# New orchid



## schmiggle (Oct 20, 2016)

This is an Aeranthes ramosa I ordered from Marlow's orchids that came today:




Apparently it's flowering size, but even if it's not, I'm happy to grow it until it is.  I'm a little sad that the leaves on the right seem a bit damaged, but hopefully with a bit of care it will become a large, happy plant.   The flowers look like small lovecraftian gods, based on internet pictures.


----------



## The Snark (Oct 20, 2016)

Nice. Best of luck. Remember, these tykes strongly tend to be epiphytes. They love clinging to tree trunks, supporting each other by growing in large 'colonies' that aid in retaining moisture around the roots. 
The roots. A paradox. Loves to have wet roots but they also need to get dry to retard mold and fungi growth. Lots of air circulation is pretty much mandatory. A common practice for watering them in nurserys is dipping the entire plant in water then letting it dry out, once every 24 hours.
These are southern hemisphere so I have no idea when they flower; what time of year.


----------



## schmiggle (Oct 21, 2016)

Definitely an epiphyte, it grows in eastern Madagascar so it basically gets the same conditions year round...I have read that it is summer-flowering in some places but continually-flowering in others, so who knows.  The seller suggested I grow it either mounted or in saucers of shallow water, for now I'm doing the latter because I don't want to disturb the roots.  Saucers of water sounded odd to me too, but he's said he and a friend at AOS had good luck with water culture and that it enhanced root growth.  The montane forests of eastern Madagascar are certainly very wet places.


----------



## The Snark (Oct 21, 2016)

You mean the pot the plant is in sitting in a saucer of water? That seems to work. Very common and convenient way of keeping them as houseplants in the US. Similar to African violets.
=-=-=-=-=
[What to work on]:
1: In the orchid thread, why does schmiggle keep the new plant in saucers of shallow water for now instead of mounting it? Answer in one to three sentences.
2: According to the orchid thread, where does Aeranthes ramosa grow?
3: Return the passage of the orchid thread between "## The Snark (Oct 20, 2016)" and "every 24 hours.", inclusive.
The rows after this point are separate material, not part of the orchid thread.

[Material provided]:
=-=-=-=-=
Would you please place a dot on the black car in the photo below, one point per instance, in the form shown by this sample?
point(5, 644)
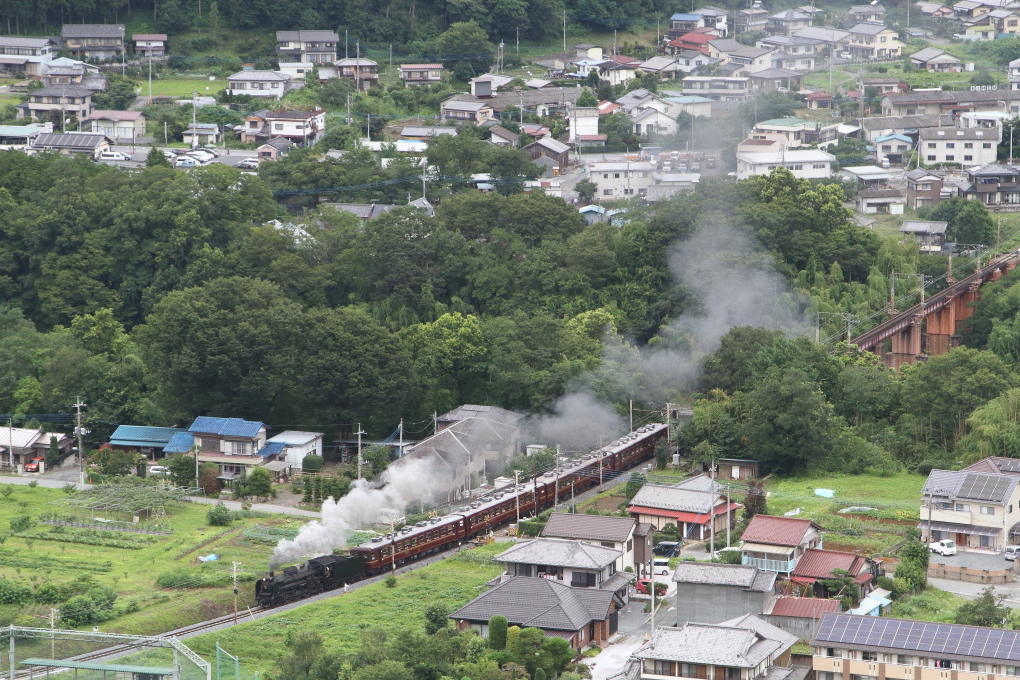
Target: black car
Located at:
point(667, 550)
=-=-=-=-=
[Solved tasks]:
1: Schmiggle chose the saucers to avoid disturbing the roots. The seller had suggested either mounting it or using saucers of shallow water.

2: It grows in eastern Madagascar.

3:
## The Snark (Oct 20, 2016)

Nice. Best of luck. Remember, these tykes strongly tend to be epiphytes. They love clinging to tree trunks, supporting each other by growing in large 'colonies' that aid in retaining moisture around the roots. 
The roots. A paradox. Loves to have wet roots but they also need to get dry to retard mold and fungi growth. Lots of air circulation is pretty much mandatory. A common practice for watering them in nurserys is dipping the entire plant in water then letting it dry out, once every 24 hours.